▶ **Challenges**
- 1) In the forum thread, from which direction does the prevailing wind enter bigblockyeti's shop?
- 2) Locate each line of the records that contains the word "directional", and copy those lines.

▶ **Passage to read**
━━━━━━━━━━

Keep in mind, the picture is only 1 of 3 scrap piles outside. I easily have that much more inside.


----------



## bigblockyeti (Sep 9, 2013)

The leafblower works great, my shop is oriented east, west and the prevailing wind coming from the west through a small window at that end combined with the overhead door opened at the opposite end can really get a lot of dust flying. This works doubly well with a blow gun in one hand and the leaf blower in the other. I don't even bother turning on air cleaner as it would be filled instantly!


----------



## mojapitt (Dec 31, 2011)

No fire today, little breeze about 35 mph. I am building the stack. struggling with what is "disposable" scraps.


----------



## JoeinGa (Nov 26, 2012)

SOB! If only I *HAD *a shop to clean up! (sniffle)


----------



## UncannyValleyWoods (Apr 18, 2013)

I'm going to have to invoke internet rule #1 (pictures or it didn't happen).


----------



## DocSavage45 (Aug 14, 2010)

LOL! I can relate to every posting!

Monte did your nephew come to help?

I thought you might have been so frustrated you burned the shop! LOL!

I keep my office tidy as I can because I am seeing clients there. If you put the client first you will be motivated( more so) to keep the rest of your vows.

It's damned hard not to hoard wood LOL!


----------



## kizerpea (Dec 2, 2011)

Monte..thats free heat..if you have a woodstove…that's what I use…put my wood shavings in a old Wal-Mart bag an toss em in….I see there are no shop pictures on your home page..when you get it clean add some


----------

━━━━━━━━━━

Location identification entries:
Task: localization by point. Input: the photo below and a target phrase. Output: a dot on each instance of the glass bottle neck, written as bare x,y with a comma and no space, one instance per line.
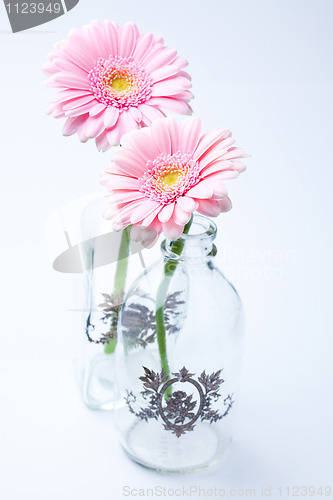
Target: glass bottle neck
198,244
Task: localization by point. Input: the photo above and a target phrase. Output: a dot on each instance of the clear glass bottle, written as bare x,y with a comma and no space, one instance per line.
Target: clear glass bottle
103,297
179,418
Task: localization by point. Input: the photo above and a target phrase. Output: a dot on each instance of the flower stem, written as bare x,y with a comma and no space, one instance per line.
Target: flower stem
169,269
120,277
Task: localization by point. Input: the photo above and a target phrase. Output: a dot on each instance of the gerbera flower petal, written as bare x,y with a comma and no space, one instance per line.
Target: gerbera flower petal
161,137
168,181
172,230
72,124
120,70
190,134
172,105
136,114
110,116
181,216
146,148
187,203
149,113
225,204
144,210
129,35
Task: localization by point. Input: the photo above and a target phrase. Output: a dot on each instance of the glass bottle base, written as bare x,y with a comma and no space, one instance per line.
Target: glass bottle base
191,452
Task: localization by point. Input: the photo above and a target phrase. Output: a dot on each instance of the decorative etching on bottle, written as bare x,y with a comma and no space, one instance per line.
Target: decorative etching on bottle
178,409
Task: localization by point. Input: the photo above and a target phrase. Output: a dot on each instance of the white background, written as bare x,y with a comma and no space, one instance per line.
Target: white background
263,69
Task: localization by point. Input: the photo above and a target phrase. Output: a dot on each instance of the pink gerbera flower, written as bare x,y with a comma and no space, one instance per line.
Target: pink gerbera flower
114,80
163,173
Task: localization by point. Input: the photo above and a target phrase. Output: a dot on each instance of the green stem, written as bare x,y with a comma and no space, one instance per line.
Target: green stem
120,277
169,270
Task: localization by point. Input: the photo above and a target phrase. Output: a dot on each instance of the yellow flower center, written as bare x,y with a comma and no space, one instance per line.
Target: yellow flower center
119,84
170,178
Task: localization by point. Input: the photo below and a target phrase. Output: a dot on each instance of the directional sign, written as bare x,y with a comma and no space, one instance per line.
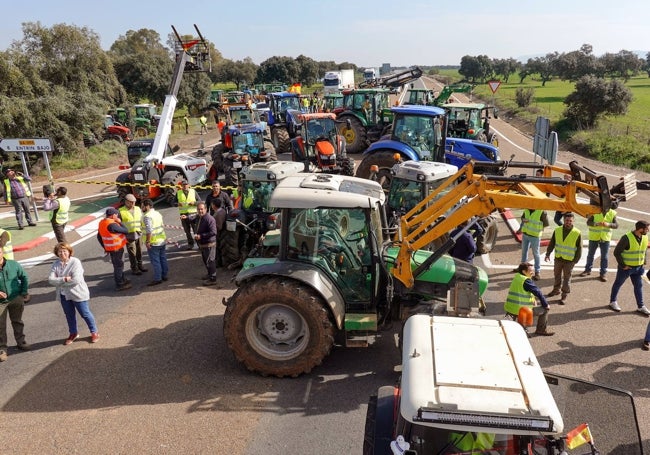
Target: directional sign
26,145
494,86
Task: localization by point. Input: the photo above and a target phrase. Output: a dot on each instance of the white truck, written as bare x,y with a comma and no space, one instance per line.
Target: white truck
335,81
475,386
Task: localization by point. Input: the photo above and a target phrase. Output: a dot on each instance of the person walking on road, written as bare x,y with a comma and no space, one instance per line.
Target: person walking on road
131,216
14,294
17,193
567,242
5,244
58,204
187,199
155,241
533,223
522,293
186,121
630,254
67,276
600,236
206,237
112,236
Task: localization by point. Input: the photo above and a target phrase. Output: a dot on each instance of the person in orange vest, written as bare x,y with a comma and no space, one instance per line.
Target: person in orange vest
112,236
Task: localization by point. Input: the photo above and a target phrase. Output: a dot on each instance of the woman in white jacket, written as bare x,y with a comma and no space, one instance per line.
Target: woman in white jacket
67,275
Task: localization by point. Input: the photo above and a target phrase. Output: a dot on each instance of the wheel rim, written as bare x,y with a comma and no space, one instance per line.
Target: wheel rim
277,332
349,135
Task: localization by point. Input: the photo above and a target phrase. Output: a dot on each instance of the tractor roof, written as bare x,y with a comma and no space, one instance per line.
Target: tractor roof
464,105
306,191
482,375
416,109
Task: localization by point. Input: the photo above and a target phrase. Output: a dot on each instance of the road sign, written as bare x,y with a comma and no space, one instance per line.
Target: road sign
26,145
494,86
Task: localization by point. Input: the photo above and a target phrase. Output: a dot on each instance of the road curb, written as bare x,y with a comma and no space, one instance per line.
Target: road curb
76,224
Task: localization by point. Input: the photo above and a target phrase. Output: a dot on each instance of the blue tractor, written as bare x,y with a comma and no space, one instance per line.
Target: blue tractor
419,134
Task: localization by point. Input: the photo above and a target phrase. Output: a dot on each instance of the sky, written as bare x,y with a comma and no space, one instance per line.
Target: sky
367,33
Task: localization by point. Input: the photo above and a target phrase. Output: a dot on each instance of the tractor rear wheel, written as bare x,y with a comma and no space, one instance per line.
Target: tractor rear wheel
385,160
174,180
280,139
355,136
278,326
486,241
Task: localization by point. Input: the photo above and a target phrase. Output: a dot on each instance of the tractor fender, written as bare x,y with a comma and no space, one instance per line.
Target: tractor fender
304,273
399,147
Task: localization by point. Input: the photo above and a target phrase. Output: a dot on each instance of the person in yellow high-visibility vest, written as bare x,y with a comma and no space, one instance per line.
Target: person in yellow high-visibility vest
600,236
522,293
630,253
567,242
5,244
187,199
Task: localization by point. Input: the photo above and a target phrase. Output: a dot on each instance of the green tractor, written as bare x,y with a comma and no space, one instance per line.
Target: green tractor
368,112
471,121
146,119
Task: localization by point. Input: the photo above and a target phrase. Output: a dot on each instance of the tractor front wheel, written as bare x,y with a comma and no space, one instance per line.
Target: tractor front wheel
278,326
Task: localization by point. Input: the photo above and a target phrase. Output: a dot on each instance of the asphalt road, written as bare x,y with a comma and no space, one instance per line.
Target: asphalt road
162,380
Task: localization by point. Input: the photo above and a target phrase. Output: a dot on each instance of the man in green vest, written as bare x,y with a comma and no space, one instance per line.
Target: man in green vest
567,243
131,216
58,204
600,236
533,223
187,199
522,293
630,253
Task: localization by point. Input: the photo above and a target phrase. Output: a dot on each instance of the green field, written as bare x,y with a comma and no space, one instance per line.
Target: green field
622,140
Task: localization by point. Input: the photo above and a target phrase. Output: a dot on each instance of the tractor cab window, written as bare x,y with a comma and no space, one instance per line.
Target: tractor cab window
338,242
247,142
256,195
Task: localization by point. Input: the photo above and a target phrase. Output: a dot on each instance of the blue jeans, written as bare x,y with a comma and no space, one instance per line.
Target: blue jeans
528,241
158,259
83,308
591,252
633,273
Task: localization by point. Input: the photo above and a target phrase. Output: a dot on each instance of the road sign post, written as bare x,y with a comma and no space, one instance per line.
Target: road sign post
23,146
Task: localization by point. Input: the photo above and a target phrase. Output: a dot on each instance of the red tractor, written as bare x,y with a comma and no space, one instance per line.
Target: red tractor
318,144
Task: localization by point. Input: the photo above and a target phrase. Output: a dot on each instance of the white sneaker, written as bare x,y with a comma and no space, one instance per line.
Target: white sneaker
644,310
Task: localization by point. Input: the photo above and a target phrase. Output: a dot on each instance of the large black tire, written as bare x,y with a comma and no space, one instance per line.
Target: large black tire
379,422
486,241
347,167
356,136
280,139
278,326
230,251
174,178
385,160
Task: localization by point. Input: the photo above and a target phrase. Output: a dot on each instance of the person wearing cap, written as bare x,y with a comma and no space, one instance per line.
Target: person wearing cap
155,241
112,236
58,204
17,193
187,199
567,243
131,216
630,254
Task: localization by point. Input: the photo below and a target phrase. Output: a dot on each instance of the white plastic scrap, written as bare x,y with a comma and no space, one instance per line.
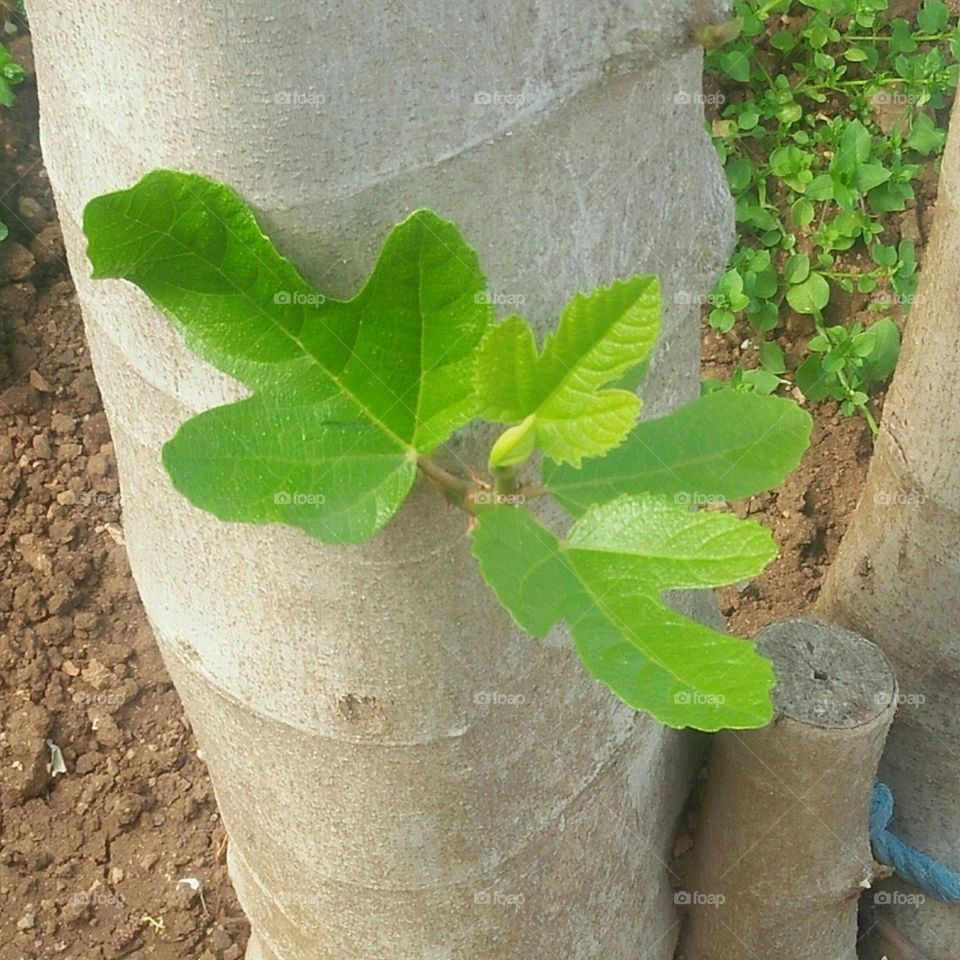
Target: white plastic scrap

━━━━━━━━━━

▶ **Solved tasks**
- 1) From the west, through a small window at that end.

- 2)
Task: localization by point. Input: the photo below and a target phrase. Output: a dot on each instance of the directional sign, written as bare x,y with a comma and no space, one instance per line.
Target: directional sign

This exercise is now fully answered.